Manx Care ended the past financial year £8.8m over-budget – and is forecasting a £14.9m overspend for the current year although that shortfall could reduce to £9m.

Earlier this year, the healthcare provider identified a £40m funding gap between what it is mandated to do and what cash is available.

Manx Care was set up in 2021 as part of a move towards making the island’s health and social care system more affordable and financially sustainable. But it ended its first year £9.9m in deficit and required a supplementary funding vote from Tynwald to cover the shortfall.

Finalised figures for 2022-23 were outlined by finance director Jackie Lawless at Manx Care’s public board meeting on July 4.

She said it was disappointing not to achieve the target of a balanced budget in the year but pointed out that the deficit was reduced from £9.9m (4%) last year to £8.8m (3%) this year.

‘In light of the significant financial pressures felt during 22-23 this is still significant progress towards our aim of a financially sustainable system,’ she said.

Savings of £9.9m (3.5%) were delivered during the year but these mainly served to hold the funding pressures in check rather than significantly reduce the overspend, the finance director said.

During the year Treasury allocated an additional £6.5m of funding which is held in reserve by the DHSC and has been used to cover the costs of the TT and MGP, winter pressures, high cost patients and care packages.

Tynwald also approved funding of £18.3m to reducing waiting times in key areas such as cataracts, hip and knee replacements and psychological therapies for young people. Of this £9.9m was spent in 22-23 with the remainder due to be spent this year.

Staffing costs continued to be the main area of pressure with high vacancy rates being covered by the use of agency staff.

Members of the Royal College of Nursing have voted in favour of strike action, having rejected an offer of a 2% consolidated pay increase,in addition to the 4% pay award which was applied to October 2022 salaries and a £1,000 lump sum.

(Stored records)
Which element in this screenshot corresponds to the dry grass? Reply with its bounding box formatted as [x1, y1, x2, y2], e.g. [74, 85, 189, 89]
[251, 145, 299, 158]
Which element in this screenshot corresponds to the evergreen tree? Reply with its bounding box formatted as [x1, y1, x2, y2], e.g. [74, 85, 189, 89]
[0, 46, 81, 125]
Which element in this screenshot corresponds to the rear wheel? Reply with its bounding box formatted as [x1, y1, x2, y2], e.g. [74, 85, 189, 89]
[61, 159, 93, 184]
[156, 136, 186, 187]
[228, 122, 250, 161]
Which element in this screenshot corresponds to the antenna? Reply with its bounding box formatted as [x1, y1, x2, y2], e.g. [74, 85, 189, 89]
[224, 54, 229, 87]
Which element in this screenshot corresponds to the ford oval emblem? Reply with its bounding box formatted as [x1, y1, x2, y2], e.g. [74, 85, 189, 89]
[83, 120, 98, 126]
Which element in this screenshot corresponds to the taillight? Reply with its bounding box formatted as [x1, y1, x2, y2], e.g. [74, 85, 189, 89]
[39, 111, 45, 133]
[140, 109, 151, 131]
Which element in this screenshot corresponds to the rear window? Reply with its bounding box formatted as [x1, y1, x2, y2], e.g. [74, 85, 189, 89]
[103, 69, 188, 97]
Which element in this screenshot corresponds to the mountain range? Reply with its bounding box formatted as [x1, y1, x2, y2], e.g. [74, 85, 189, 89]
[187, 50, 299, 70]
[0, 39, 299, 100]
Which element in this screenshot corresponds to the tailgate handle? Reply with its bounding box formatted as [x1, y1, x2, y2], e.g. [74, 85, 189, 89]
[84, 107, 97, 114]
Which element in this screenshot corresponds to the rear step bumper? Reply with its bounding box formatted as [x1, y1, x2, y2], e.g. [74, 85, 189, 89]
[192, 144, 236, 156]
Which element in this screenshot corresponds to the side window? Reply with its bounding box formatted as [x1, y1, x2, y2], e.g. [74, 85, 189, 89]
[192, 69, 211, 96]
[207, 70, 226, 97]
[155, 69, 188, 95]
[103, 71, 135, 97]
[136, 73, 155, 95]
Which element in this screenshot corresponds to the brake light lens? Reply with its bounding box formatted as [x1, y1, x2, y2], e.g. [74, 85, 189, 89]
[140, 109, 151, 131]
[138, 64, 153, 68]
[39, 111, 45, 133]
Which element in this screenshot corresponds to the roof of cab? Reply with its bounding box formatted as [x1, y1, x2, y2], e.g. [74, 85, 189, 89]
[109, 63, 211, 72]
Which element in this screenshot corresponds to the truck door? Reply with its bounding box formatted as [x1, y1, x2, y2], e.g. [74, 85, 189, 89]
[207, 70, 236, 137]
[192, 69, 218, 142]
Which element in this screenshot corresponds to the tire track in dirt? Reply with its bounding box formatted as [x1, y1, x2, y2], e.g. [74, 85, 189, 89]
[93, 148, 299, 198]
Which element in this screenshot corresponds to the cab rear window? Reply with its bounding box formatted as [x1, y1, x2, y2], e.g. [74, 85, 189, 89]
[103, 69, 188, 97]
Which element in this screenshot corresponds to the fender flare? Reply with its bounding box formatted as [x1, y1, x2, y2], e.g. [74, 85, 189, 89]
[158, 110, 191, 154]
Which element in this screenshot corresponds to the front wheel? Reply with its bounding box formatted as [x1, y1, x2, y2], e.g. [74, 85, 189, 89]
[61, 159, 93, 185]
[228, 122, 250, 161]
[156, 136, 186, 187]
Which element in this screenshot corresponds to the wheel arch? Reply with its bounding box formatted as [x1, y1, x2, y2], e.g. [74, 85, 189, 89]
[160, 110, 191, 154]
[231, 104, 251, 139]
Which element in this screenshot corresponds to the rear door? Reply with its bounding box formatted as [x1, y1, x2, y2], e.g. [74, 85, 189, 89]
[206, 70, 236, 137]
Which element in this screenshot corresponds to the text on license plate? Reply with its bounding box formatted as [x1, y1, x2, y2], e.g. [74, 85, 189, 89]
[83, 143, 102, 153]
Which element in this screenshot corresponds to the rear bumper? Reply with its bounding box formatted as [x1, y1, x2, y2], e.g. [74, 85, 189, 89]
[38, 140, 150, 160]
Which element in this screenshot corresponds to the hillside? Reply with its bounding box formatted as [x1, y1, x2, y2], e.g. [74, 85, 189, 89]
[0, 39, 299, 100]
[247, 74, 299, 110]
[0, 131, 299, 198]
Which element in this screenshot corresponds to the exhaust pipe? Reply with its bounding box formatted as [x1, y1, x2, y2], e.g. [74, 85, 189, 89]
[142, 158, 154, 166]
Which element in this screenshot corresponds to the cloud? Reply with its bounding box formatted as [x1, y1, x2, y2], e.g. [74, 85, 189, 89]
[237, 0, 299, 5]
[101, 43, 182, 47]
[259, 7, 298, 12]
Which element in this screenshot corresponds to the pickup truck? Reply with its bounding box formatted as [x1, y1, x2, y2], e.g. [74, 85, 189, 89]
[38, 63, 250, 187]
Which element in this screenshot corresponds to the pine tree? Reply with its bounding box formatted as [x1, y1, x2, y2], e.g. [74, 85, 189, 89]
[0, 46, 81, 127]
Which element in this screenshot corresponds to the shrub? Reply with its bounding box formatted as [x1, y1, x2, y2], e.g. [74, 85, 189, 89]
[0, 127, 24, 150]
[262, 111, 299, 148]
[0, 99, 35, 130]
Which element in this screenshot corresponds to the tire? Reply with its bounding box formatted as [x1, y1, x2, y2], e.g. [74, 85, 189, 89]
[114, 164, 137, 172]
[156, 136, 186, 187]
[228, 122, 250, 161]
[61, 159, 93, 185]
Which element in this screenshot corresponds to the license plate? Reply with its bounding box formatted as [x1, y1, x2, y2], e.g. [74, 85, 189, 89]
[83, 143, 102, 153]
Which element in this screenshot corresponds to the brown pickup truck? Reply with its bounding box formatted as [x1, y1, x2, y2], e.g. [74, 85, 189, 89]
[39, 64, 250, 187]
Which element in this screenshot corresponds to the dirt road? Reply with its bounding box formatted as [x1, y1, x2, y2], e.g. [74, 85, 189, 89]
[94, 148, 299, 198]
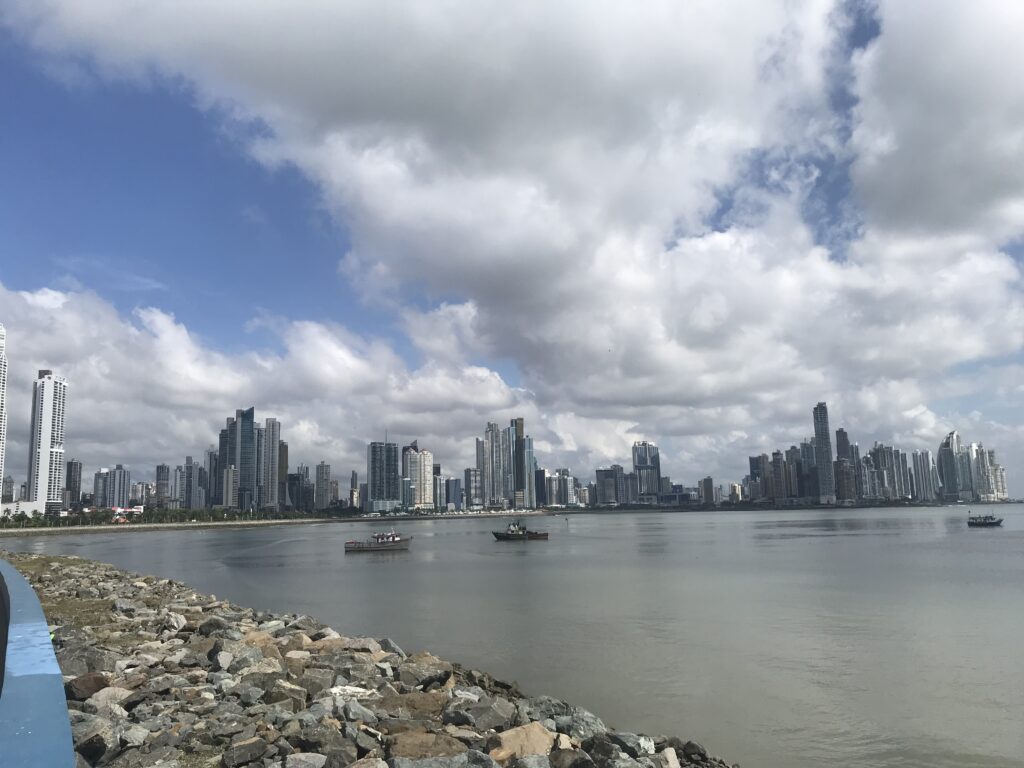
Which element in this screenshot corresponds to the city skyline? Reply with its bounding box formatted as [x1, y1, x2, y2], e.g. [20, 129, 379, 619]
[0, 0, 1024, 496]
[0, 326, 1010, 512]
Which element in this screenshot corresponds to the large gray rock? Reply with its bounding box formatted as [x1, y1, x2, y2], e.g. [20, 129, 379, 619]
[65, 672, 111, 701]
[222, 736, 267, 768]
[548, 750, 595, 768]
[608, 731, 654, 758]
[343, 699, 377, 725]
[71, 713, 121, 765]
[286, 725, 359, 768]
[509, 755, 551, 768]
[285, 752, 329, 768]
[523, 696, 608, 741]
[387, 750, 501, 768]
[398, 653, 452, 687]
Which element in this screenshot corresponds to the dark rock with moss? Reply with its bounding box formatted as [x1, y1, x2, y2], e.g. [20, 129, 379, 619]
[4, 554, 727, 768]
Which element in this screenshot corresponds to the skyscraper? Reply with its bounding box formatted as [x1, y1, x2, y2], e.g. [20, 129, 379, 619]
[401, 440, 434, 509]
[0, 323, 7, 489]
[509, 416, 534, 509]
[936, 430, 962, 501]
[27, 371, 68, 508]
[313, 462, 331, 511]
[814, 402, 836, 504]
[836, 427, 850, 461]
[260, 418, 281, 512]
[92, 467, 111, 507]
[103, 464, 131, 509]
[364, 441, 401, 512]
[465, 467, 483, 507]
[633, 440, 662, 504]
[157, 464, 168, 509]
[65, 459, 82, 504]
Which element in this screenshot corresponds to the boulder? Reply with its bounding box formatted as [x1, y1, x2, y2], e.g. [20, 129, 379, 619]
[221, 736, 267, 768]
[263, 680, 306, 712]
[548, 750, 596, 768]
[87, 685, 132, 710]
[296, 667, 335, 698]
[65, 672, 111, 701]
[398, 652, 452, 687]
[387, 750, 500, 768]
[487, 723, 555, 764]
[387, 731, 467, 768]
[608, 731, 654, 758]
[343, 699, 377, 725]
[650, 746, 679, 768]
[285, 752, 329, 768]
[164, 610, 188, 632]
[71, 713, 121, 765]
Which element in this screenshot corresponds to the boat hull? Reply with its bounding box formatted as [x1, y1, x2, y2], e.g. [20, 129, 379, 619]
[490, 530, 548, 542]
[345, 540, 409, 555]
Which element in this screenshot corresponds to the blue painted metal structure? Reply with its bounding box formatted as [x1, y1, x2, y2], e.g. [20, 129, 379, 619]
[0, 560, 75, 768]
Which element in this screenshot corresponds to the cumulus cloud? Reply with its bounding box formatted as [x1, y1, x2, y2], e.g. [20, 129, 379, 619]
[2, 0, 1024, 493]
...
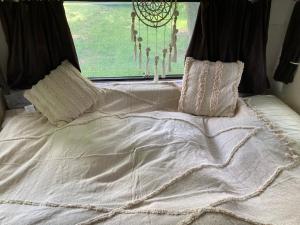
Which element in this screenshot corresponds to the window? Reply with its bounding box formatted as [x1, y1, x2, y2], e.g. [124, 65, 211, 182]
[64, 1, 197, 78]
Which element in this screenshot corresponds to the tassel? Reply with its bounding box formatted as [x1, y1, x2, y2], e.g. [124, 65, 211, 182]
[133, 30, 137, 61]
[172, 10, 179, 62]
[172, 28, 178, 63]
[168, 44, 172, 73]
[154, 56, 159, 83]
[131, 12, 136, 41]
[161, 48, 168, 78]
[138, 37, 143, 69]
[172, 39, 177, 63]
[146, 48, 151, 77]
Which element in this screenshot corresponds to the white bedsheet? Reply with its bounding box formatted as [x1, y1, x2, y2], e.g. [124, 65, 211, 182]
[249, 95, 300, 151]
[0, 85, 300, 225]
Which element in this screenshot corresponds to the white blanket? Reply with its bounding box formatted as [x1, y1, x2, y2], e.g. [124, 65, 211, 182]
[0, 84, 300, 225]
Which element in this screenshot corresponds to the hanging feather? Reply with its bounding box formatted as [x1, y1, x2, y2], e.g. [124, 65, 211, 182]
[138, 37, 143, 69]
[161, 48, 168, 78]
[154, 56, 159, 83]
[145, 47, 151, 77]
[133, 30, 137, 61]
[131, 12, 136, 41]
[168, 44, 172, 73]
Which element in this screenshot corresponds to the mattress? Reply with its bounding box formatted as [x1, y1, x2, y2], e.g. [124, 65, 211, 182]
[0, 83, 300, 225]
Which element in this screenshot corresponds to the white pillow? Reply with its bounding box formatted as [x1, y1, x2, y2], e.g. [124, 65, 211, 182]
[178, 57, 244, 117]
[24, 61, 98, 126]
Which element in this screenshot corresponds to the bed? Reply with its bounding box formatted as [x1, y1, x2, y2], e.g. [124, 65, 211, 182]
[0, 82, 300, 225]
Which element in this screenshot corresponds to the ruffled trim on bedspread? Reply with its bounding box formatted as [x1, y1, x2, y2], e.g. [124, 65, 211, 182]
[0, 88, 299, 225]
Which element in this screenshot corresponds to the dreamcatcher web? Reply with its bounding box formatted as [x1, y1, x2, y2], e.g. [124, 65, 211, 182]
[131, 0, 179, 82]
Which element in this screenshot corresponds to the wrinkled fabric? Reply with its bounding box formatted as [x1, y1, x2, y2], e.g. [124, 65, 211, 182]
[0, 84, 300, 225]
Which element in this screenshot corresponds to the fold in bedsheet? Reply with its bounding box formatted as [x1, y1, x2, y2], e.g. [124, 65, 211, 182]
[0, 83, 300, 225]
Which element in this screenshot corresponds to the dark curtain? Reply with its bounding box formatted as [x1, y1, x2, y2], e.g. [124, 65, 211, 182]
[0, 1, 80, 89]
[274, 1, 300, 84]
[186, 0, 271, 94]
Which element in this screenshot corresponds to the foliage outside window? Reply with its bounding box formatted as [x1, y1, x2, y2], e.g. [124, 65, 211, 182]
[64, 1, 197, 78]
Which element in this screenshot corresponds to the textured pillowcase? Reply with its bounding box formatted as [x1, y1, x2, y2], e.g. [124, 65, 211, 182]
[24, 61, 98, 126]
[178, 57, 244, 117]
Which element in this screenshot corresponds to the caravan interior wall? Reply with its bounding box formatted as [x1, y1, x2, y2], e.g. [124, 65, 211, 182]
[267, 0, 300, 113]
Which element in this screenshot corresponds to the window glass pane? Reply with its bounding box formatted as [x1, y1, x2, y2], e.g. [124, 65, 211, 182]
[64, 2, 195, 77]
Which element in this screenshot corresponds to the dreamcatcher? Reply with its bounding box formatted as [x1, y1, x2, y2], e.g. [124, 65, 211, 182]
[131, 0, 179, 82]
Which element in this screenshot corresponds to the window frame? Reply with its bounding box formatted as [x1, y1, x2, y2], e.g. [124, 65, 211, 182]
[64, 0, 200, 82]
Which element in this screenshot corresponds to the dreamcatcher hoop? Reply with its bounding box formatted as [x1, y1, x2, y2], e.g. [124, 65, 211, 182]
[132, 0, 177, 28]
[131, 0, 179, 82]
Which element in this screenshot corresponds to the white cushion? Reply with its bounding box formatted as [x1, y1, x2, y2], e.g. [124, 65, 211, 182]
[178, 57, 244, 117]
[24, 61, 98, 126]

**Prompt 1**
Answer these questions about the Manx Care budget article:
(a) In what year was Manx Care set up?
(b) How much of the £18.3m approved for reducing waiting times was spent in 2022-23?
(c) What pay offer did members of the Royal College of Nursing reject?
**Prompt 2**
Extend the article on Manx Care's finances, starting after its final sentence.

**Response box 1**
(a) 2021
(b) £9.9m
(c) A 2% consolidated pay increase, in addition to the 4% pay award applied to October 2022 salaries and a £1,000 lump sum

**Response box 2**
The pay award of 6% represents an additional cost of £8.9m but will be funded separately by Treasury.

Another area of cost pressure during the year was drugs costs which rose by up to 24%.

The current projected position is a £14.9m overspend. This assumes savings of £4.5m but if hoped for savings of £11m are realised there will still be a shortfall of about £9m.

Manx Care’s projected spending for the 2023-24 is £317.9m which is a £26m increase on 2022-23. Of this figure the 6% pay Increase for 2022-23 represents £11m. It said many of the increases are largely outside the control of Manx Care and reflect inflationary pressures on pay, contract services and supplies.

Funding for 23-24 has increased by £20m from £282.9m in 22-23 to £303m this year.

Spending is projected to rise faster than funding due to continuing pressures on staff costs and above inflationary increases in drugs and contract costs. The additional funding of £20m partially addresses the £9m overspend from 22-23, leaving less to cover funding pressures during the year.

Financial plans for 2024-25 are expected to be submitted to Treasury by August 4.

Likely funding is £310m but this will fall far short of the projected spend for this year, Manx Care’s finance director warned.